▶ ENTRIES:

━━━━━━━━━━━━━━━━

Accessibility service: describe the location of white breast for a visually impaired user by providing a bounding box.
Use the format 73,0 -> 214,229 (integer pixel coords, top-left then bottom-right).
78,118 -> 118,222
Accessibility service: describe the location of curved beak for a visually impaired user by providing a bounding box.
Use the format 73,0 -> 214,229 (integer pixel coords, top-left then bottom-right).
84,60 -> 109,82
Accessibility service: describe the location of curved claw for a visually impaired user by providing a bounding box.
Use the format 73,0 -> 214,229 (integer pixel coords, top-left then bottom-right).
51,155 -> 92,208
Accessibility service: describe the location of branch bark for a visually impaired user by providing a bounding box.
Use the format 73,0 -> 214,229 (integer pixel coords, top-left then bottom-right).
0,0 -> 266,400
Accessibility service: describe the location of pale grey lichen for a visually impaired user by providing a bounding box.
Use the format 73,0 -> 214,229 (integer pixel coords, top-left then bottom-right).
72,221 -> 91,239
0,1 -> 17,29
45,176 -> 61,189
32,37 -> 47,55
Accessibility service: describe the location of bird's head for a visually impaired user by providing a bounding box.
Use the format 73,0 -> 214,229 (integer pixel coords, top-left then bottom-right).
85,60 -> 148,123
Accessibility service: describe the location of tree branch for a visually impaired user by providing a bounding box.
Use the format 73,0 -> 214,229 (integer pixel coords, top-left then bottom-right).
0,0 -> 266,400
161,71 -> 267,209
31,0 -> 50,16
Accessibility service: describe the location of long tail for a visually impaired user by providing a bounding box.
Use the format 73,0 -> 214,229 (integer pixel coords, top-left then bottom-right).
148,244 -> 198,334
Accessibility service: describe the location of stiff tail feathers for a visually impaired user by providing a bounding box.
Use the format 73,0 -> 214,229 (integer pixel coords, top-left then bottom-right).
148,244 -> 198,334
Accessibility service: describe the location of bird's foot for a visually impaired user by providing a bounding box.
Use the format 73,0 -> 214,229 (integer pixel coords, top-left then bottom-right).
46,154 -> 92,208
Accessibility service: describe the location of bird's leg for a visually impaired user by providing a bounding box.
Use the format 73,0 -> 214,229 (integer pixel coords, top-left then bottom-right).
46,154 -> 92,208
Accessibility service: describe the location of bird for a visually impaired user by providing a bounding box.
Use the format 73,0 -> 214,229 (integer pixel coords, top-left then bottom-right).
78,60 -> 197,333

━━━━━━━━━━━━━━━━

▶ DIRECTIVE: Print every entry above again, word for word and in the same order.

▶ EXERCISE ANSWER:
Accessibility service: describe the location of white breast for a visually impaired user by providing a bounding box.
Use the format 73,0 -> 214,229 (integer pixel coords, top-left then bottom-right).
78,118 -> 118,222
Accessibility service: describe the location of curved beak for a visually impaired user by providing a bounding box.
Use the format 73,0 -> 214,229 (integer pixel coords, top-left then bottom-right).
84,60 -> 109,82
Accessibility service: describe the location of curved claw for a visually impaired user by providing a bounding box.
Use the format 73,0 -> 214,229 (integer pixel coords, top-left then bottom-right).
51,155 -> 92,208
Accessibility service: describe the location of branch bark for a visually impaired user by providing a bounding box.
Use the format 73,0 -> 214,229 (integer pixel coords, top-left then bottom-right).
0,0 -> 266,400
Accessibility service: describe the location of pale grey lichen for a visually impaired user by providing a bounding box.
Use the format 73,0 -> 214,229 (integer pixel coords, top-left then bottom-right).
72,221 -> 91,239
0,1 -> 17,29
45,176 -> 61,189
32,37 -> 47,55
Accessibility service: describe the location of bird's head for a visually impaired user by providing a bounding box.
Use the format 73,0 -> 214,229 (integer pixel coords, top-left then bottom-right).
85,60 -> 148,123
Accessibility service: describe the location of tree branch for a visually impaired user by providing a bounding box.
Use the format 73,0 -> 214,229 (integer pixel coords, top-left then bottom-right).
0,0 -> 266,400
161,71 -> 267,209
31,0 -> 50,16
Accessibility service: describe the location of long tail for a visually impaired user by providing a bounding box.
Use the format 73,0 -> 214,229 (integer pixel coords, top-left then bottom-right).
148,244 -> 198,334
Accessibility service: describe the location of stiff tail feathers for a visually impaired user by providing a bounding box.
Use the format 73,0 -> 214,229 (integer pixel coords, top-left then bottom-right).
148,244 -> 198,334
Accessibility service: describe the location of bird's foot for a visually impaired user by providing a bounding box.
Use the format 73,0 -> 214,229 (integer pixel coords, top-left then bottom-right).
46,154 -> 92,208
Accessibility service: describe the location of bird's leg for a visually impaired user by providing a bounding box.
Use the format 73,0 -> 214,229 (integer pixel coords, top-left then bottom-right).
46,154 -> 92,208
Accessibility service: describe the location of bird for a visually impaired user by providing a bounding box.
Use the format 73,0 -> 214,229 (integer pixel coords, top-left then bottom-right).
78,60 -> 197,333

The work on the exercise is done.